Entries from a collection:
——————

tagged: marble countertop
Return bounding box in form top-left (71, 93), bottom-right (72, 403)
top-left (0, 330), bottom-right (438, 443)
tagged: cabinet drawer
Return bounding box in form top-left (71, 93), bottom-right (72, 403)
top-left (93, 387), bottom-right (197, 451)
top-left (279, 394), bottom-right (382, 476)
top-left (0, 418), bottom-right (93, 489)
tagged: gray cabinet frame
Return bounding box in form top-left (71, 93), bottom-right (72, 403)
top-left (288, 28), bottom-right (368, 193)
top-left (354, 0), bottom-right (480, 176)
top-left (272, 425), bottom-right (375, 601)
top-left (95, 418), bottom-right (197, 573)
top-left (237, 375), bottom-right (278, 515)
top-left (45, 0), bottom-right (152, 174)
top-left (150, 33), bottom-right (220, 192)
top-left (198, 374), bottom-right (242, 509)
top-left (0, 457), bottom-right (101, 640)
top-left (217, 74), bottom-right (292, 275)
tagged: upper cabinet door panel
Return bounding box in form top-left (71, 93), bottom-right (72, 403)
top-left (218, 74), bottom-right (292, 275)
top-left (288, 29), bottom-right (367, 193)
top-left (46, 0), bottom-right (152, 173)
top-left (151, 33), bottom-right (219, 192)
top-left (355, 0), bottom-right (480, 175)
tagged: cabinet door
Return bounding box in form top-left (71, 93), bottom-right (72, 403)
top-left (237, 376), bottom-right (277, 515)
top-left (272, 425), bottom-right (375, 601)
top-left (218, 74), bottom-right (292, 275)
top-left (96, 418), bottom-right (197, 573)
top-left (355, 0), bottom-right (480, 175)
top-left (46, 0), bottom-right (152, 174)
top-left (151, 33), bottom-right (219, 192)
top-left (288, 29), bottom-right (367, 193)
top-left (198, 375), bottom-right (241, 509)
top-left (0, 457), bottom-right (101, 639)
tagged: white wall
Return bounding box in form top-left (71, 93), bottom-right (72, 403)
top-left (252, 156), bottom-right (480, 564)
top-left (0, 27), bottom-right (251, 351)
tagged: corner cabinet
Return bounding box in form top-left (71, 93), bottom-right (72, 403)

——————

▸ SHORT PROBLEM
Reproduce all of the entries above word for word, without changing anything.

▸ TASK OUTPUT
tagged: marble countertop
Return bounding box in form top-left (71, 93), bottom-right (72, 403)
top-left (0, 330), bottom-right (438, 443)
tagged: cabinet drawer
Return bounding box in form top-left (71, 93), bottom-right (72, 403)
top-left (93, 387), bottom-right (197, 451)
top-left (279, 394), bottom-right (382, 476)
top-left (0, 418), bottom-right (93, 489)
tagged: gray cabinet frame
Return bounding box in form top-left (71, 93), bottom-right (72, 403)
top-left (288, 28), bottom-right (368, 193)
top-left (354, 0), bottom-right (480, 176)
top-left (272, 425), bottom-right (375, 601)
top-left (95, 418), bottom-right (197, 573)
top-left (237, 375), bottom-right (278, 515)
top-left (45, 0), bottom-right (152, 174)
top-left (150, 33), bottom-right (220, 192)
top-left (198, 374), bottom-right (242, 509)
top-left (0, 457), bottom-right (101, 640)
top-left (217, 74), bottom-right (292, 275)
tagged: upper cabinet door panel
Return bounding box in form top-left (71, 93), bottom-right (72, 403)
top-left (218, 74), bottom-right (292, 275)
top-left (288, 29), bottom-right (367, 193)
top-left (46, 0), bottom-right (152, 173)
top-left (151, 33), bottom-right (219, 192)
top-left (355, 0), bottom-right (480, 175)
tagged: cabinet door
Return bounding box in form top-left (71, 93), bottom-right (72, 403)
top-left (237, 376), bottom-right (277, 515)
top-left (272, 425), bottom-right (375, 601)
top-left (218, 74), bottom-right (292, 275)
top-left (96, 418), bottom-right (197, 573)
top-left (355, 0), bottom-right (480, 175)
top-left (46, 0), bottom-right (152, 174)
top-left (151, 33), bottom-right (219, 192)
top-left (288, 29), bottom-right (367, 193)
top-left (198, 375), bottom-right (241, 509)
top-left (0, 457), bottom-right (101, 639)
tagged: white wall
Return bounding box in form top-left (71, 93), bottom-right (72, 403)
top-left (252, 156), bottom-right (480, 564)
top-left (0, 27), bottom-right (251, 351)
tagged: corner cabinet
Return bounding box in form top-left (71, 93), bottom-right (72, 403)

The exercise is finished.